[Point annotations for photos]
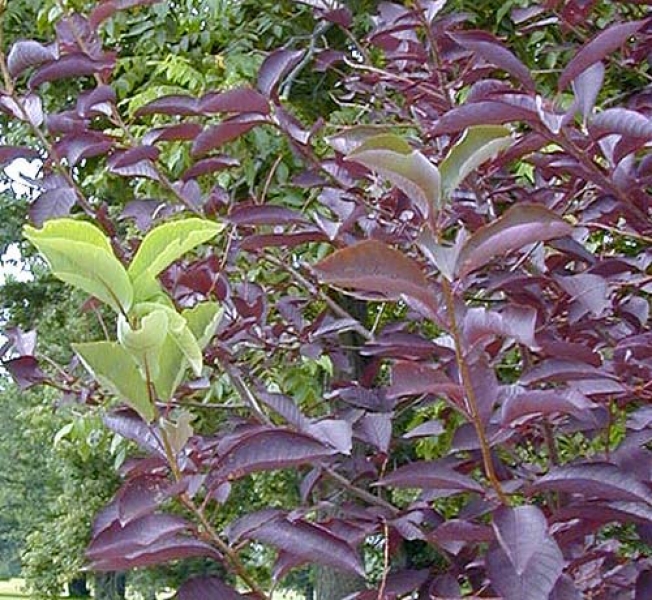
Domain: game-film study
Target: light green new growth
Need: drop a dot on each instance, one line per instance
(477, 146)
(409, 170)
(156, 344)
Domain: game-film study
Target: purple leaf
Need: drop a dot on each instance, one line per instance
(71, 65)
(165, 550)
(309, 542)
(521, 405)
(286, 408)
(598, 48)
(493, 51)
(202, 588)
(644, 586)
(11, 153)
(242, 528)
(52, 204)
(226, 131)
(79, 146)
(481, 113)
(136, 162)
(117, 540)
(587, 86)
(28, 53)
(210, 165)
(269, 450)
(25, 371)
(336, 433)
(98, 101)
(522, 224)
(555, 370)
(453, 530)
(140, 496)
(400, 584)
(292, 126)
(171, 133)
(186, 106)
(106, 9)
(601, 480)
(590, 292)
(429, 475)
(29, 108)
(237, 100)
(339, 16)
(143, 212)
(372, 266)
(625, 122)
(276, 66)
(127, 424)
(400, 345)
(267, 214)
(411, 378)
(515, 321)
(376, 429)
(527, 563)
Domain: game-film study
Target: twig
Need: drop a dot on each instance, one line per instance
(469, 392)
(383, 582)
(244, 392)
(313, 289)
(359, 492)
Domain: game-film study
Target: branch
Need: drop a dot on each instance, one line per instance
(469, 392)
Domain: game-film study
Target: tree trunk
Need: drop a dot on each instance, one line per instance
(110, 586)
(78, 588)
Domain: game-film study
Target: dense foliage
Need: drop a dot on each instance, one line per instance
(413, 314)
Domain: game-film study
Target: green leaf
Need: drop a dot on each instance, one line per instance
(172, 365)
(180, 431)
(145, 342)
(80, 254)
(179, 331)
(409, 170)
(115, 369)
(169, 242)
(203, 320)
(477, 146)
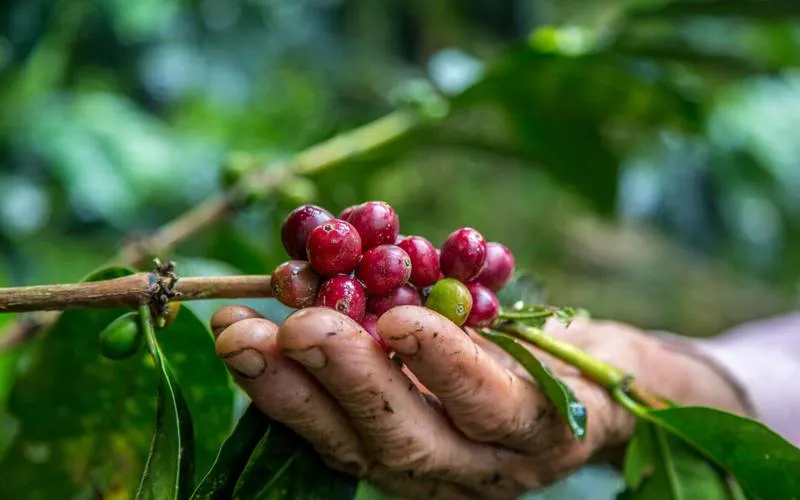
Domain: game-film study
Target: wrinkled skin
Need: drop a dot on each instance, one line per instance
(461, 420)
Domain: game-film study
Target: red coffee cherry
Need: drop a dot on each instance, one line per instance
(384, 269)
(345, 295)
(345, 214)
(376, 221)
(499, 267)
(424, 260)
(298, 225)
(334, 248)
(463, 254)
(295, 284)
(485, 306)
--
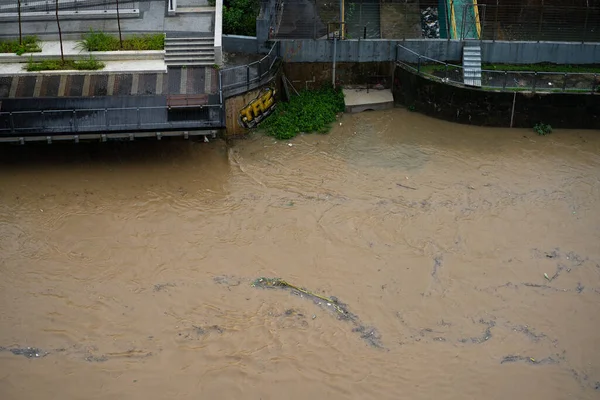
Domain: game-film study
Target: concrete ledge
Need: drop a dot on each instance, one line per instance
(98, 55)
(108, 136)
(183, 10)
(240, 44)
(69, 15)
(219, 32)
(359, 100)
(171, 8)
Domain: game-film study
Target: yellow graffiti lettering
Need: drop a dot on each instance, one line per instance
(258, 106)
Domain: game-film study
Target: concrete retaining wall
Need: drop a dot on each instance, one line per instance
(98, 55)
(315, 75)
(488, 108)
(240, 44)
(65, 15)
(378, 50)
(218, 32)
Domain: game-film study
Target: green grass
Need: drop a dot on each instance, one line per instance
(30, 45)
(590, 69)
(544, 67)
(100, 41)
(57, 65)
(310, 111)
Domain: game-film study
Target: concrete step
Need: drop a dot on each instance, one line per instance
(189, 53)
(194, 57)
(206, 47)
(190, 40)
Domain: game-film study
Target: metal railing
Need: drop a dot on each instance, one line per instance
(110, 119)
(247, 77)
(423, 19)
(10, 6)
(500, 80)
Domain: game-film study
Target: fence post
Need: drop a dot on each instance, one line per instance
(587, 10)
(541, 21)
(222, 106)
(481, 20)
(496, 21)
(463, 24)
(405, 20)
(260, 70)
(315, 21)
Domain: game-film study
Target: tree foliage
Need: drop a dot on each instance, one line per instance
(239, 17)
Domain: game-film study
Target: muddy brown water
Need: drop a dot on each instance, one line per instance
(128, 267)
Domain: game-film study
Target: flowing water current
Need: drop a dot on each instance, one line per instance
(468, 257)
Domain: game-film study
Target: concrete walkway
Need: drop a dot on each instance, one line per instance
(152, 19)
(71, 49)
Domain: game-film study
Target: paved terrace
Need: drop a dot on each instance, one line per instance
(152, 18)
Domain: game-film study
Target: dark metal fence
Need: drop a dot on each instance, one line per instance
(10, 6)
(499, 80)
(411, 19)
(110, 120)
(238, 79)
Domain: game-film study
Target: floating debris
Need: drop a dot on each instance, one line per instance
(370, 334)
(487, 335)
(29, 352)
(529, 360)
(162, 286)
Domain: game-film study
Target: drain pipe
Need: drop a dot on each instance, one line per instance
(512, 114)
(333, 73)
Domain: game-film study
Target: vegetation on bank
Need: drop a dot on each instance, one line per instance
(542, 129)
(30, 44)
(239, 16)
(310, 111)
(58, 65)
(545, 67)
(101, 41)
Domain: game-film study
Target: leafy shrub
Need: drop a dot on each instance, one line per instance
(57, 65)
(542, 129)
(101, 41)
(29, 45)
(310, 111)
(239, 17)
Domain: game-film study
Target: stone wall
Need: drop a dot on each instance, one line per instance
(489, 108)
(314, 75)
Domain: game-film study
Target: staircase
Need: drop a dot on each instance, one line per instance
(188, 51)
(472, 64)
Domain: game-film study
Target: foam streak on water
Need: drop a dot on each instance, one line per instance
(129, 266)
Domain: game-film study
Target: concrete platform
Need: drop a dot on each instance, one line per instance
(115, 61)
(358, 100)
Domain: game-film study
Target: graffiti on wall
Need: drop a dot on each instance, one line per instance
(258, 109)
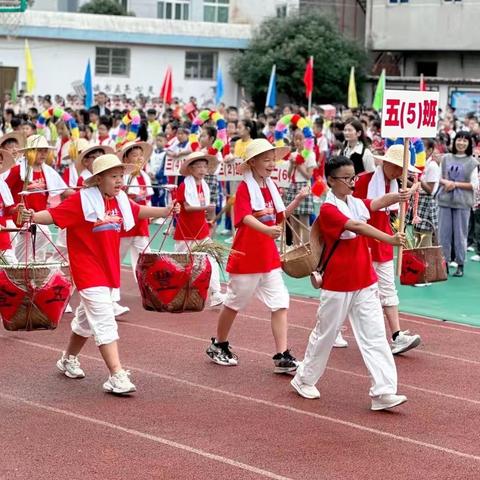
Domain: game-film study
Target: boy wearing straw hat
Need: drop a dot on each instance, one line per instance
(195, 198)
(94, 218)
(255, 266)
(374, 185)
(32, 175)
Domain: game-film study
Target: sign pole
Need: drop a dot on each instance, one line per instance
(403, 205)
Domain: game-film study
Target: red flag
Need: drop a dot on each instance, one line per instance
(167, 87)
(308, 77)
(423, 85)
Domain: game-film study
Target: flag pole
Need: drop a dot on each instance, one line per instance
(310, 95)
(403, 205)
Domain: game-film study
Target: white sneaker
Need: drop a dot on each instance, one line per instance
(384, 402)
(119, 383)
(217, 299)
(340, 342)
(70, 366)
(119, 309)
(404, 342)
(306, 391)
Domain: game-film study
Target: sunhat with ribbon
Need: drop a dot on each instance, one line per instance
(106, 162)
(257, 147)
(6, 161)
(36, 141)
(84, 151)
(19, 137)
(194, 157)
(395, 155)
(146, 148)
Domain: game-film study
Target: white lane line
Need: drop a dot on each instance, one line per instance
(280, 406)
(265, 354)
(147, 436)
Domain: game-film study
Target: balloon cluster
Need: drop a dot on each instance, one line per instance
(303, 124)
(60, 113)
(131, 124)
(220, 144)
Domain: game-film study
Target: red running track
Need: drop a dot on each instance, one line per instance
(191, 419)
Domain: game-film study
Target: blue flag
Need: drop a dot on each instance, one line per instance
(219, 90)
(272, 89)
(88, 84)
==
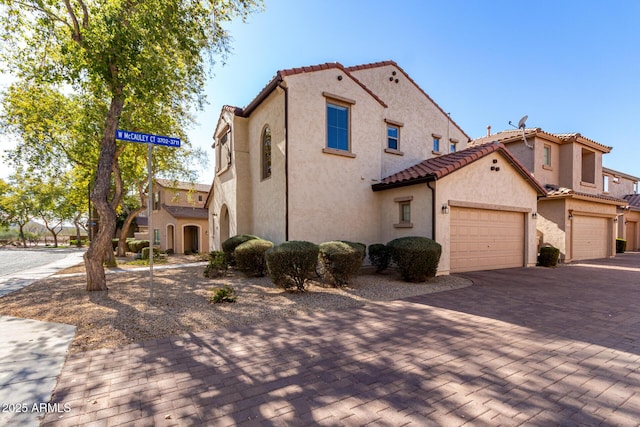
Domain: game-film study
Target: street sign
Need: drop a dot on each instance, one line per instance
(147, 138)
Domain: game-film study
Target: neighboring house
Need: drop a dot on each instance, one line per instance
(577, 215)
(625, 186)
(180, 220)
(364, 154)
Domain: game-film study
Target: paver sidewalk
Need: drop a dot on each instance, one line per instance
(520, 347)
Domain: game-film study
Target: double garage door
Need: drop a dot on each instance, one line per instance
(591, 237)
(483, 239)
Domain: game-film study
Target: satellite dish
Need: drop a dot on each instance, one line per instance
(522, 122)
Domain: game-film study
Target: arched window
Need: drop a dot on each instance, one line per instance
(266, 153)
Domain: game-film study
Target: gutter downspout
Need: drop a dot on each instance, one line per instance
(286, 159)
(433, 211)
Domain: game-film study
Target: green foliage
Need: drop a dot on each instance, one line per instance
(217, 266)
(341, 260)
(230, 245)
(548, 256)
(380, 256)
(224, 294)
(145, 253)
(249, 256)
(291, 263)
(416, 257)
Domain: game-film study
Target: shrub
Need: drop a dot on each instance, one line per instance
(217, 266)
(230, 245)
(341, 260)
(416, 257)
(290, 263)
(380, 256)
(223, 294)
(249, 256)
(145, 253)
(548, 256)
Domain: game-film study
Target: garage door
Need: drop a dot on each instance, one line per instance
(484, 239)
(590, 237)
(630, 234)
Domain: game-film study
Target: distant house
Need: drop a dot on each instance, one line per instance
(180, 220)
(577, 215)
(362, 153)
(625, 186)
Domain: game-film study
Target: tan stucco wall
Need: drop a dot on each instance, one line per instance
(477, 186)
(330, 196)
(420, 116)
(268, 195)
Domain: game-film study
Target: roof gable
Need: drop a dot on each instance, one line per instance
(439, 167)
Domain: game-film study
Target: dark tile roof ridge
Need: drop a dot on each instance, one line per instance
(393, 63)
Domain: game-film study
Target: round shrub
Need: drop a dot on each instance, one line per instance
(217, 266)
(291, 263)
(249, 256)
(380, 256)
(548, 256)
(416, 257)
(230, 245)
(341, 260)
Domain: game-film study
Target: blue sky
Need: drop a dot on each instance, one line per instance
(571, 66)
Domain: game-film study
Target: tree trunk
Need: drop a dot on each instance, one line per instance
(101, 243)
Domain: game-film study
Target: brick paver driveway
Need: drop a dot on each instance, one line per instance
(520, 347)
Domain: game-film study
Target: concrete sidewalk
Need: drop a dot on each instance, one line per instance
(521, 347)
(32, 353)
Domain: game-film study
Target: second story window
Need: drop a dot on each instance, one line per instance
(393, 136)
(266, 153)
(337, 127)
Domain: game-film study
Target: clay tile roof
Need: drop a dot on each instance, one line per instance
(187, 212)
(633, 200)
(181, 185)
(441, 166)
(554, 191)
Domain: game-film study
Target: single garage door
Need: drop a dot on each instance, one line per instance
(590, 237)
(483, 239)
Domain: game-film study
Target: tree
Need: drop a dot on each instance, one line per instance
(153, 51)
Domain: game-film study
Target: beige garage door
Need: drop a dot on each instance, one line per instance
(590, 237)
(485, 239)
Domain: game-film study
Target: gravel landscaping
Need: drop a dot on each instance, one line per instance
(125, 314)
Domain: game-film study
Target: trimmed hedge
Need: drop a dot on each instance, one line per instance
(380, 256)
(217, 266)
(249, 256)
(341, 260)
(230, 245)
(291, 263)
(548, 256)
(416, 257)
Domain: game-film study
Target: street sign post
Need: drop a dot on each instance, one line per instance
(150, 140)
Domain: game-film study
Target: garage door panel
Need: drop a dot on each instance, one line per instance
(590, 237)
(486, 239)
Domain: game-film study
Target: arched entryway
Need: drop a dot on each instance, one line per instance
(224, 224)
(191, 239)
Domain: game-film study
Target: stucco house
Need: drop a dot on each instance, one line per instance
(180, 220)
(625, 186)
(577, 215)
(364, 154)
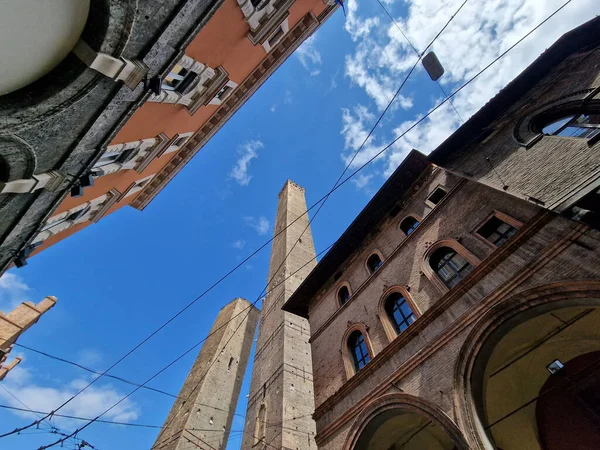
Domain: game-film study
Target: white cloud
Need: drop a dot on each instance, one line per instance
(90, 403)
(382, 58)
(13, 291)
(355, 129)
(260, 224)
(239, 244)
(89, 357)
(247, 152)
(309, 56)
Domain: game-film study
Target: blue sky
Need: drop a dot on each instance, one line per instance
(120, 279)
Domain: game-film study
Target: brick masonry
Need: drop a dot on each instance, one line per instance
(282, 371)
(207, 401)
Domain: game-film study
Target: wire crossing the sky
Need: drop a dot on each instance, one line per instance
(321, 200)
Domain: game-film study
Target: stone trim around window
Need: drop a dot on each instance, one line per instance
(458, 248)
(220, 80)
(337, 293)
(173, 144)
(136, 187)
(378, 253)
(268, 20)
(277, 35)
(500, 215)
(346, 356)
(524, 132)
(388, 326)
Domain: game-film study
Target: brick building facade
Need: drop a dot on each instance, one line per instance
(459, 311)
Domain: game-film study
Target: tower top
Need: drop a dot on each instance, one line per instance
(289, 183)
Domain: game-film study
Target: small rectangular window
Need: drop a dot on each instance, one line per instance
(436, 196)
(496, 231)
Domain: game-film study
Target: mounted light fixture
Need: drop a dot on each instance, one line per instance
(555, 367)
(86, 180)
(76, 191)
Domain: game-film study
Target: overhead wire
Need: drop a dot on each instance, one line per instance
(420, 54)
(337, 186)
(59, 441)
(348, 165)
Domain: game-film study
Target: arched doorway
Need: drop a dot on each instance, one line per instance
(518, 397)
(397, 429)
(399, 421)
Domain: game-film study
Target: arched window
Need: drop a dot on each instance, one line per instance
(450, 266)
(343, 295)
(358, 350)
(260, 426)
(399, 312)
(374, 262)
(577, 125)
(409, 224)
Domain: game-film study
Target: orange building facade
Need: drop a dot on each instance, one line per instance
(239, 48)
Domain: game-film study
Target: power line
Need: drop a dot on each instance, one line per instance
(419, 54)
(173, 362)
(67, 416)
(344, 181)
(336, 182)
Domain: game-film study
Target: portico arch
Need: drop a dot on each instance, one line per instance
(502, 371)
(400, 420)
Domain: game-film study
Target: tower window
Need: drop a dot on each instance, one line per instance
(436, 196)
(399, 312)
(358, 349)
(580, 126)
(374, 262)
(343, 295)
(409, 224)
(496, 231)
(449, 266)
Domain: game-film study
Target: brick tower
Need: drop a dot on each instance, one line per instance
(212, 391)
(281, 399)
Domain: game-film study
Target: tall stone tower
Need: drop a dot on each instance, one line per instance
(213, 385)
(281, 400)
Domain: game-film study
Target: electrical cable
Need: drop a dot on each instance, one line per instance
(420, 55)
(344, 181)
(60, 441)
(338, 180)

| EXERCISE DESCRIPTION |
Filter the records above down to the lines that contain the string "paver", and copy each of those lines unchanged.

| TASK RESULT |
Target: paver sidewalk
Target: brick paver driveway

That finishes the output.